__WHAT THE EXERCISE ASKS__
The material below contains a line with "Target: paved road" and a line with "of the sandy". Copy exactly those two lines and all lines between them.

START THE DATA

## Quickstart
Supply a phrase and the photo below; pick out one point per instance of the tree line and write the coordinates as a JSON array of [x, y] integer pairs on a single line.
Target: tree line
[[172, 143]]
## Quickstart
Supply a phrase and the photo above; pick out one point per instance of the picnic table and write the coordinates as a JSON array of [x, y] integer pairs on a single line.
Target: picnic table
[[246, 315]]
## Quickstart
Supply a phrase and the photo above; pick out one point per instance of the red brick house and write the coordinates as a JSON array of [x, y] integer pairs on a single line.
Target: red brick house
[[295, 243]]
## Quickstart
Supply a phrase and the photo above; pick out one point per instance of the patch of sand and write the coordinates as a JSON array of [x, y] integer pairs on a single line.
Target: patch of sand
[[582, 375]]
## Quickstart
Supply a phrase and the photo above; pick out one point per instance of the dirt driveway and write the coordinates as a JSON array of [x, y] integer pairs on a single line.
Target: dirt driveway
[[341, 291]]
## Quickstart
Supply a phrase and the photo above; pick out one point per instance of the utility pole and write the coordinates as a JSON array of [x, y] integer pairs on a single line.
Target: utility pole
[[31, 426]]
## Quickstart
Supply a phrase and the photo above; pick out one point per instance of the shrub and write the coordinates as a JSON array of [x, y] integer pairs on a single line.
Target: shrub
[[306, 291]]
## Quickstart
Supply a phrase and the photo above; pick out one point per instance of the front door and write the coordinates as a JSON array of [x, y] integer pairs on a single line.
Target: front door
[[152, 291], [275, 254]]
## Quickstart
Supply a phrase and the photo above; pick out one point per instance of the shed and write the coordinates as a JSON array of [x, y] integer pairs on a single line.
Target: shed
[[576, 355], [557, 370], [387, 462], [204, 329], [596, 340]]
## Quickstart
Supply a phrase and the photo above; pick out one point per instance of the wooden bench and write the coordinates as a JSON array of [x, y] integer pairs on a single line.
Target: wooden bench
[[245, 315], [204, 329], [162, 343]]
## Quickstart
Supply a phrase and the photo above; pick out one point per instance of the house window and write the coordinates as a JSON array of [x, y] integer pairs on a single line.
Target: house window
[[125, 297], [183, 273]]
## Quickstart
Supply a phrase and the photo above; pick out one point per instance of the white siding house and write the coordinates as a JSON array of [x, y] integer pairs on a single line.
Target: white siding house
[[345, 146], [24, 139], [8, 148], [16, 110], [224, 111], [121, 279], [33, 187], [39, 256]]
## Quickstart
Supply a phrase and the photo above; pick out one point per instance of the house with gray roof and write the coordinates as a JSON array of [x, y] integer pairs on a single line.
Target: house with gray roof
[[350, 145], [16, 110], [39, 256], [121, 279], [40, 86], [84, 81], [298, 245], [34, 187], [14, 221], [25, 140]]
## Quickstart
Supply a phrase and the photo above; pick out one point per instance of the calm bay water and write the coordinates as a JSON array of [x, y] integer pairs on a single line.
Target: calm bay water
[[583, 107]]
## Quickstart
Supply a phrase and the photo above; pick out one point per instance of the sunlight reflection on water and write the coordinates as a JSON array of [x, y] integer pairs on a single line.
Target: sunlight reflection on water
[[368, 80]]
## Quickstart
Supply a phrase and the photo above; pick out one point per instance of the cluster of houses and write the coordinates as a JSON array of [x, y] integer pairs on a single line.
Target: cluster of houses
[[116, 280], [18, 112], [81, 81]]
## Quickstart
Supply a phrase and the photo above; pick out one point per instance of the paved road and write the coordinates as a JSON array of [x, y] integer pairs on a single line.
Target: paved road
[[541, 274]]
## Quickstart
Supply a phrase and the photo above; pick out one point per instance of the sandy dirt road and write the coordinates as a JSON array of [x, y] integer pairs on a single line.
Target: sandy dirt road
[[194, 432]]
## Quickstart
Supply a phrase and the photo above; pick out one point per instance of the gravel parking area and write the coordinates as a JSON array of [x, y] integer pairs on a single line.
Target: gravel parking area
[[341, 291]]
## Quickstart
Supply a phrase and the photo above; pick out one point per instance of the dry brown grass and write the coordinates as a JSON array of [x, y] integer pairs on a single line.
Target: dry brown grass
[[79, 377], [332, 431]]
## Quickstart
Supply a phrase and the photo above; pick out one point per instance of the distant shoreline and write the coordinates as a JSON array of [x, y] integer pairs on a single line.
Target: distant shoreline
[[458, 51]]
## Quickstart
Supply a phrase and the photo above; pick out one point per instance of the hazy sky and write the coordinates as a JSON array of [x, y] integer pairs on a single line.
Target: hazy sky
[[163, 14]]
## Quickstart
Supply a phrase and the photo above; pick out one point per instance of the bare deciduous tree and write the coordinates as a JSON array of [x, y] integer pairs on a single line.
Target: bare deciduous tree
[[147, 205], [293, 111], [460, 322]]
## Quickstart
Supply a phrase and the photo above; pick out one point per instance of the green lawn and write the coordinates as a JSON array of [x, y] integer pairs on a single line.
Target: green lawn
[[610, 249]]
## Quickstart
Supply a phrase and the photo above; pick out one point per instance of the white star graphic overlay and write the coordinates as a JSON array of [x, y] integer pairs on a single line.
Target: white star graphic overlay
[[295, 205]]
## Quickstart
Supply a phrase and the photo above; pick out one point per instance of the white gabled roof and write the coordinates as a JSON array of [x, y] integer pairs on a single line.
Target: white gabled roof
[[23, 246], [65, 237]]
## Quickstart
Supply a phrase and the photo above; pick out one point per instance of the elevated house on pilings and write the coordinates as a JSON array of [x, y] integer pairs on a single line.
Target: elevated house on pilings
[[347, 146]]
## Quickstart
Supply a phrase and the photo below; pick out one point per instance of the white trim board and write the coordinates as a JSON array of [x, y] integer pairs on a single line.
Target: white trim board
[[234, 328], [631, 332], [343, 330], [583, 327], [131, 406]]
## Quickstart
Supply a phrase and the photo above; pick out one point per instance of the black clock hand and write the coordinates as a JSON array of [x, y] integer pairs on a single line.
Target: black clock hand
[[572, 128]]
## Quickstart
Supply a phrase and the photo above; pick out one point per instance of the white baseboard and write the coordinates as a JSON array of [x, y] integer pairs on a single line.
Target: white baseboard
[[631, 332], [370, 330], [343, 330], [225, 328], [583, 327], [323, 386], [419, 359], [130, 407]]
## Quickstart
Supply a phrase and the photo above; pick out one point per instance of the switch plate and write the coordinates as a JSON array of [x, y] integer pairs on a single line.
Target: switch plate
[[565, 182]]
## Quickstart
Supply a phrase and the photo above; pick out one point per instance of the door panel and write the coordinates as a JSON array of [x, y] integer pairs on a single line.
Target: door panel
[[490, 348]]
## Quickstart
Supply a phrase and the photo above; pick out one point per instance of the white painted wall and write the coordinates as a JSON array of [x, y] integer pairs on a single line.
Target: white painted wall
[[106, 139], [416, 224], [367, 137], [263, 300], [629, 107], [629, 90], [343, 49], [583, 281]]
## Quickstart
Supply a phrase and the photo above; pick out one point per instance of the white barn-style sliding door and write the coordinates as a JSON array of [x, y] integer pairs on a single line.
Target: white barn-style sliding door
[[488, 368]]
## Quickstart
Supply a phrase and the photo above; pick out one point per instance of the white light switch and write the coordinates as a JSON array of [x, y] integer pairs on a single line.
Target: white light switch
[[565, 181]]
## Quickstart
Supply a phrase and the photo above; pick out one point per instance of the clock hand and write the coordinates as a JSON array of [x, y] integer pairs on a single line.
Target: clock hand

END THE DATA

__WRITTEN RESPONSE__
Target: paved road
[[541, 274]]
## Quickstart
Supply a phrase and the photo above; pick out one point per instance of the sandy dirt road and write the coordinates as a JSON array of [x, y] integer pairs on a single line.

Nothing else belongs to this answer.